▶ **Problem set**
1) In the trauma care passage, where were many of the new trauma care models first developed?
2) Say whether each statement agrees with the trauma care passage, and back each yes or no with the deciding words quoted from it: (a) ATLS training is being promoted in LMICs to improve outcomes for trauma victims. (b) A systematic review has already rigorously tested ATLS training in high-income settings. (c) The global burden of death and disability from injury is shrinking.
3) Carry on writing the trauma care passage, starting right after its last sentence.
[Passage shown — start]
Injury is responsible for an increasing global burden of death and disability. As a result, new models of trauma care have been developed. Many of these, though initially developed in high-income countries (HICs), are now being adopted in low and middle-income countries (LMICs). One such trauma care model is advanced trauma life support (ATLS) training in hospitals, which is being promoted in LMICs as a strategy for improving outcomes for victims of trauma. The impact of this health service intervention, however, has not been rigorously tested by means of a systematic review in either HIC or LMIC settings.

Objectives: 

To quantify the impact of ATLS training for hospital staff on injury mortality and morbidity in hospitals with and without such a training program.
[Passage shown — finish]
[Extracted data — start]
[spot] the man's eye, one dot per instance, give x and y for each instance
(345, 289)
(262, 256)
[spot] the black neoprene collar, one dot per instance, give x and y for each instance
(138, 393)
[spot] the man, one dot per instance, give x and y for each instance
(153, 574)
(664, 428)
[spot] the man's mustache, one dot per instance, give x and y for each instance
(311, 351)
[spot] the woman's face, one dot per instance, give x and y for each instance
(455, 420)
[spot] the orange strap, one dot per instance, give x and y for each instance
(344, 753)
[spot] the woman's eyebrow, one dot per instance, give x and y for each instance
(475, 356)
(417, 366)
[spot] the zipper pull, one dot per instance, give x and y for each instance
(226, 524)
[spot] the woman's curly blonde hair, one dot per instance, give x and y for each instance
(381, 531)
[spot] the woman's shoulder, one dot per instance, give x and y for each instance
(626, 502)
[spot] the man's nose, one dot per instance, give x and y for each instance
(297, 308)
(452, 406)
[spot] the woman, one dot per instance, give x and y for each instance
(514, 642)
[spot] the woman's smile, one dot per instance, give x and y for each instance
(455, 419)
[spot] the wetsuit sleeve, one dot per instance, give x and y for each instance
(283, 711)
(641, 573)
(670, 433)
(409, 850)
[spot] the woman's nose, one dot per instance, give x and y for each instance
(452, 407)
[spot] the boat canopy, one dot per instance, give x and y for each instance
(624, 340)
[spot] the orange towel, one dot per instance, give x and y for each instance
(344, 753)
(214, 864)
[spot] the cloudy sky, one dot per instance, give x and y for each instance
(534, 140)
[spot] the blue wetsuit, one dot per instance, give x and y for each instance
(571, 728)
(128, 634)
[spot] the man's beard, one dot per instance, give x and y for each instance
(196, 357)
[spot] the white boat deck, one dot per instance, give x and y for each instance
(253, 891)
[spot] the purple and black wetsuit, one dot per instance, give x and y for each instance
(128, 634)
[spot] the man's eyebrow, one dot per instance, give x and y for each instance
[Extracted data — finish]
▶ **Response list**
1) In high-income countries (HICs).

2)
(a) Yes: "which is being promoted in LMICs as a strategy for improving outcomes for victims of trauma"
(b) No: "has not been rigorously tested by means of a systematic review in either HIC or LMIC settings"
(c) No: "Injury is responsible for an increasing global burden of death and disability."

3)
Search strategy: 

The search for studies was run on the 16th May 2014. We searched the Cochrane Injuries Group's Specialised Register, the Cochrane Central Register of Controlled Trials (CENTRAL, The Cochrane Library), Ovid MEDLINE(R), Ovid MEDLINE(R) In-Process & Other Non-Indexed Citations, Ovid MEDLINE(R) Daily and Ovid OLDMEDLINE(R), Embase Classic+Embase (Ovid), ISI WOS (SCI-EXPANDED, SSCI, CPCI-S & CPSI-SSH), CINAHL Plus (EBSCO), PubMed and screened reference lists.

Selection criteria: 

Randomised controlled trials, controlled trials and controlled before-and-after studies comparing the impact of ATLS-trained hospital staff versus non-ATLS trained hospital staff on injury mortality and morbidity.

Data collection and analysis: 

Three authors applied the eligibility criteria to trial reports for inclusion, and extracted data.

Main results: 

None of the studies identified by the search met the inclusion criteria for this review.